- _Problem description_
Once the line holding "point(1312, 347)" is found in the listing below, write it out and each later line exactly, up to and including the one holding "point(929, 518)".

========================================================================

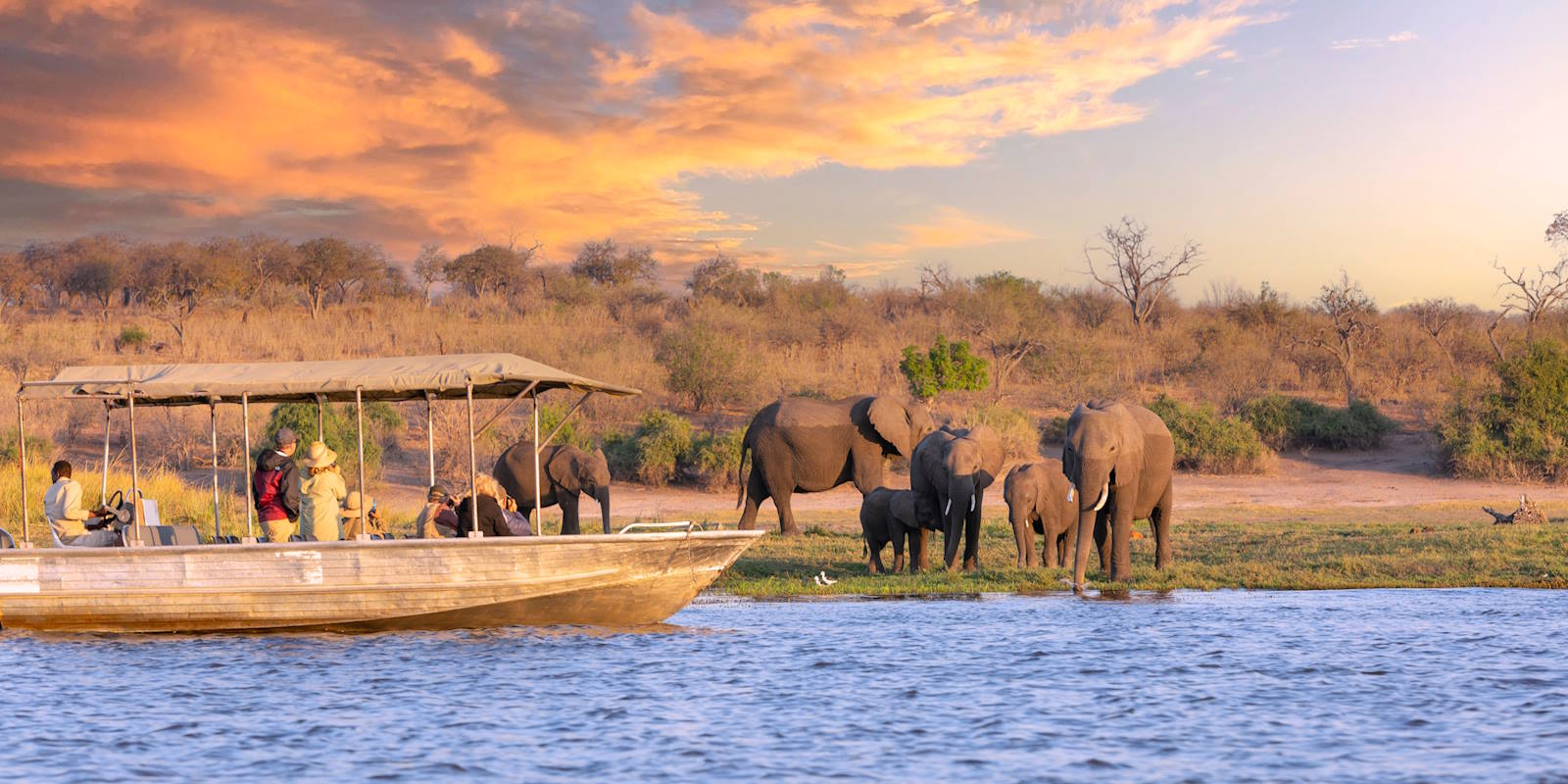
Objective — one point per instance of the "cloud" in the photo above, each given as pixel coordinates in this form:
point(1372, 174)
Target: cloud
point(1376, 43)
point(466, 120)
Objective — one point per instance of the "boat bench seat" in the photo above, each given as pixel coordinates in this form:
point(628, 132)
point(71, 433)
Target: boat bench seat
point(167, 535)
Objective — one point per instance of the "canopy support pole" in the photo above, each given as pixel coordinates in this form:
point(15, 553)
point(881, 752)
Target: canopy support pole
point(538, 510)
point(514, 402)
point(474, 470)
point(104, 483)
point(217, 522)
point(562, 423)
point(430, 433)
point(365, 501)
point(21, 466)
point(250, 483)
point(135, 474)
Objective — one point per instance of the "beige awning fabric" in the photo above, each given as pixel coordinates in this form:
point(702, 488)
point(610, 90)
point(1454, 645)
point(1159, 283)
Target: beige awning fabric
point(397, 378)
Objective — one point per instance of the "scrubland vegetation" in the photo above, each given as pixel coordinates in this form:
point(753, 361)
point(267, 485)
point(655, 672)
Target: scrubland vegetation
point(1239, 373)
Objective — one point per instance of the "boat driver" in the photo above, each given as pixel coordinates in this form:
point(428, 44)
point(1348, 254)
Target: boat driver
point(73, 524)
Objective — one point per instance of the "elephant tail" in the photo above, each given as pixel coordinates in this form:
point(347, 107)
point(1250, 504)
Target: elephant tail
point(741, 472)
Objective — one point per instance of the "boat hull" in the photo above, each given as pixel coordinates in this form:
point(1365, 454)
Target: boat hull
point(365, 587)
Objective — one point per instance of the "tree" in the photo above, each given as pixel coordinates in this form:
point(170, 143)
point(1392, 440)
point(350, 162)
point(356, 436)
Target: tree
point(490, 269)
point(721, 278)
point(331, 266)
point(1136, 271)
point(943, 368)
point(608, 264)
point(430, 269)
point(1352, 318)
point(1435, 316)
point(174, 279)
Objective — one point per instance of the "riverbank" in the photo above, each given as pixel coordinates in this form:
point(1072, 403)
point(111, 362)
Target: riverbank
point(1261, 548)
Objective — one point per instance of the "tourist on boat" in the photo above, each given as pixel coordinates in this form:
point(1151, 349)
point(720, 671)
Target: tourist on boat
point(276, 486)
point(65, 514)
point(361, 516)
point(493, 522)
point(436, 521)
point(320, 496)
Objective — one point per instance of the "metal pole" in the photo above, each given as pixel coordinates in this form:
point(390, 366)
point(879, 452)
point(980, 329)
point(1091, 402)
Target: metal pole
point(217, 524)
point(430, 433)
point(135, 475)
point(365, 501)
point(474, 469)
point(250, 485)
point(538, 510)
point(21, 466)
point(104, 483)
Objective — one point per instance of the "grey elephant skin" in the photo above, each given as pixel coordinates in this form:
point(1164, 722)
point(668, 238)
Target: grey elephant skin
point(811, 446)
point(1040, 501)
point(888, 517)
point(949, 474)
point(566, 474)
point(1118, 459)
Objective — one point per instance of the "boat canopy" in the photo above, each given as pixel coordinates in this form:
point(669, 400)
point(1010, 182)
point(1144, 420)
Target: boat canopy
point(337, 380)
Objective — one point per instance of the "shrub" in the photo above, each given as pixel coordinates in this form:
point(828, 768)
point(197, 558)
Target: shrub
point(713, 459)
point(1285, 422)
point(1019, 438)
point(653, 452)
point(943, 368)
point(1211, 443)
point(341, 431)
point(1515, 431)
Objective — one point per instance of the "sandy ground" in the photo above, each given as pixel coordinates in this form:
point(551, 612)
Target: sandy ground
point(1403, 474)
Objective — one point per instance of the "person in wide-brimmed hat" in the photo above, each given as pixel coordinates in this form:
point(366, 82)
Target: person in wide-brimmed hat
point(323, 491)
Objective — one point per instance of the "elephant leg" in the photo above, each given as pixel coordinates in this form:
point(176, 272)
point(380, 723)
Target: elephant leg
point(757, 493)
point(569, 522)
point(1121, 543)
point(1160, 524)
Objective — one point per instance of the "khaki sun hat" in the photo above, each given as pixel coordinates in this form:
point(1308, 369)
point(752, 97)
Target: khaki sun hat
point(355, 506)
point(318, 457)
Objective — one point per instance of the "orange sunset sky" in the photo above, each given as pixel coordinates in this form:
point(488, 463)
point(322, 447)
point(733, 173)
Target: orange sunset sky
point(1405, 141)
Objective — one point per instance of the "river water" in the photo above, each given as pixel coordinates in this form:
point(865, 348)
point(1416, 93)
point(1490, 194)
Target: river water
point(1230, 686)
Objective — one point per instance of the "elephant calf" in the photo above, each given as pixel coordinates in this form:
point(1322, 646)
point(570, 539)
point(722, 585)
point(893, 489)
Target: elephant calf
point(888, 516)
point(1040, 501)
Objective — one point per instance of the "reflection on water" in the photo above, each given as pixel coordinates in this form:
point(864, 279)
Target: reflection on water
point(1371, 686)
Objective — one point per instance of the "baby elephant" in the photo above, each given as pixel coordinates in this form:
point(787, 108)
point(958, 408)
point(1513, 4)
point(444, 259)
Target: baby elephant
point(1040, 501)
point(886, 516)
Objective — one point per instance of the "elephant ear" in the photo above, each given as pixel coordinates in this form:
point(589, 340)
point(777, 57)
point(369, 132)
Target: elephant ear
point(891, 423)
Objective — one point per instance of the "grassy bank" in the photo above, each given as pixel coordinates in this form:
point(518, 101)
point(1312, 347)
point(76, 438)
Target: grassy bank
point(1253, 548)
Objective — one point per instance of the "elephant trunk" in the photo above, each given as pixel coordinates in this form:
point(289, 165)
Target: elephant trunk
point(603, 496)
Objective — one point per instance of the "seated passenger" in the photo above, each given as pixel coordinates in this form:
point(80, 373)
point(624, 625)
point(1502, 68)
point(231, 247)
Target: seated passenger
point(65, 514)
point(436, 521)
point(493, 522)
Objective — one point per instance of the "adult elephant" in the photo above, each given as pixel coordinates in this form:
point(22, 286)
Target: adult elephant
point(1118, 459)
point(566, 472)
point(949, 474)
point(809, 446)
point(1040, 501)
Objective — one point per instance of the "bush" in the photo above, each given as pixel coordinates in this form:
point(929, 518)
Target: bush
point(653, 452)
point(943, 368)
point(713, 459)
point(1285, 422)
point(1515, 431)
point(341, 431)
point(1211, 443)
point(1019, 438)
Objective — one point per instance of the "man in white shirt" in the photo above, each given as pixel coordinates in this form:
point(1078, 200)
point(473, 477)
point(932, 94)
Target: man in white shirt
point(65, 514)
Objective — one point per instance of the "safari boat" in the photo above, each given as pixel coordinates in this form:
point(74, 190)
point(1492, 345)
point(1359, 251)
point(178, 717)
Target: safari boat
point(170, 580)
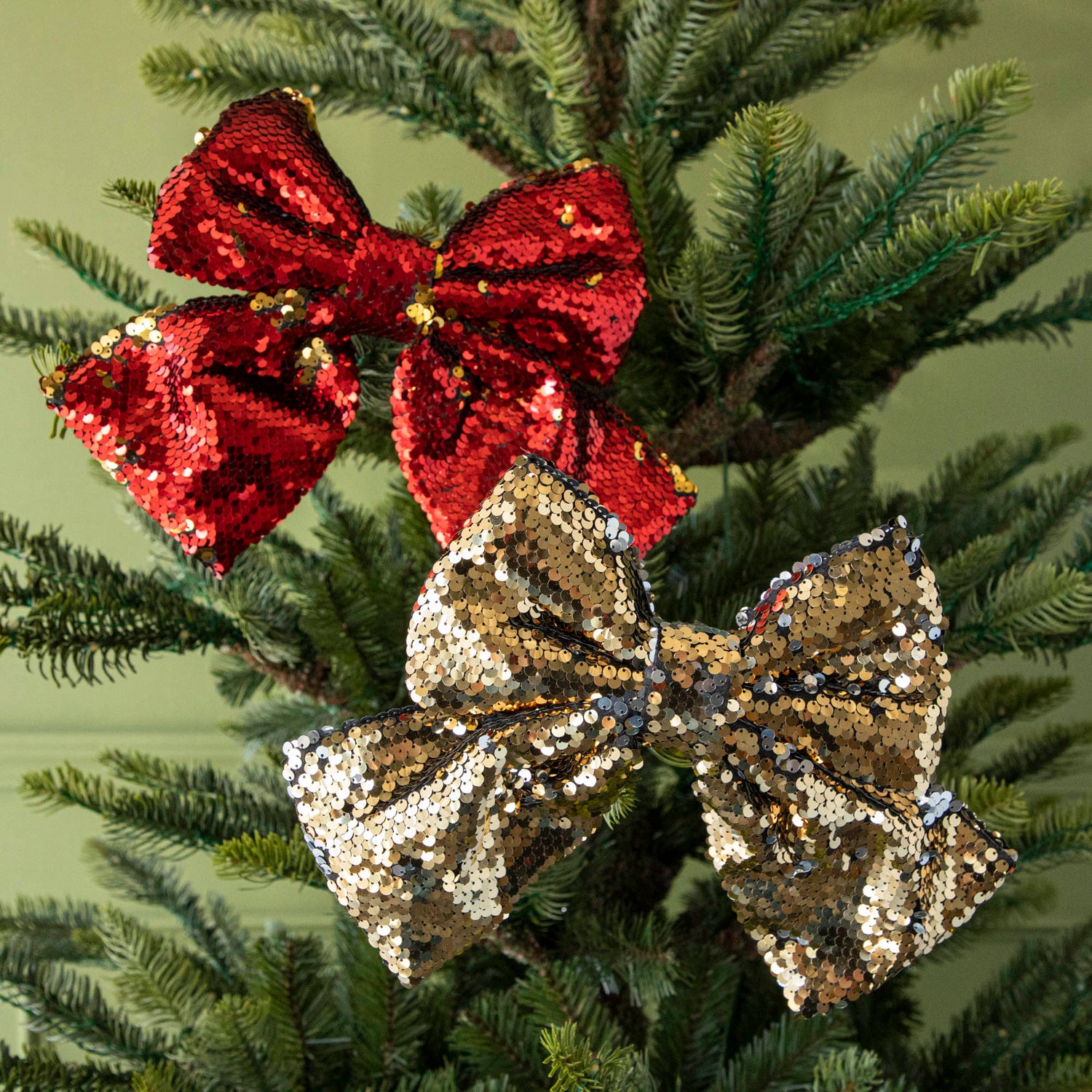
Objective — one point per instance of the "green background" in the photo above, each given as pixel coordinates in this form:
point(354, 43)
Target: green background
point(78, 115)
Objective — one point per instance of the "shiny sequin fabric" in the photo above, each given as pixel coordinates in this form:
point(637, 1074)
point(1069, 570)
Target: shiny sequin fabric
point(539, 670)
point(221, 413)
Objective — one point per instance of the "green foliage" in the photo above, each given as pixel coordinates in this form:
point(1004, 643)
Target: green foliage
point(786, 1054)
point(63, 1002)
point(817, 286)
point(576, 1067)
point(83, 617)
point(162, 817)
point(137, 196)
point(1037, 1009)
point(211, 926)
point(41, 1070)
point(270, 856)
point(556, 50)
point(93, 264)
point(54, 930)
point(23, 330)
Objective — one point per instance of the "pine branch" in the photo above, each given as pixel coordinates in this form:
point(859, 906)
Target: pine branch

========================================================================

- _Output of the exercise_
point(1312, 347)
point(76, 438)
Target: grassy bank
point(1253, 548)
Objective — one point per instance of the "elephant trunk" in the photo above, each given as pixel coordinates in this form:
point(289, 165)
Target: elephant trunk
point(603, 496)
Objective — one point per instance of the "seated passenger" in the photo above, each given as pixel coordinates in this form:
point(80, 373)
point(624, 625)
point(1502, 68)
point(231, 247)
Target: seated passenger
point(65, 514)
point(436, 521)
point(493, 522)
Objective — one point per instance of the "adult elephant" in the photo above, each given as pixel coordinates in this form:
point(22, 286)
Target: adult elephant
point(1118, 459)
point(566, 472)
point(949, 474)
point(809, 446)
point(1040, 501)
Objective — one point per instance of the "bush" in the photo above, each given as pixel coordinates in this form:
point(929, 518)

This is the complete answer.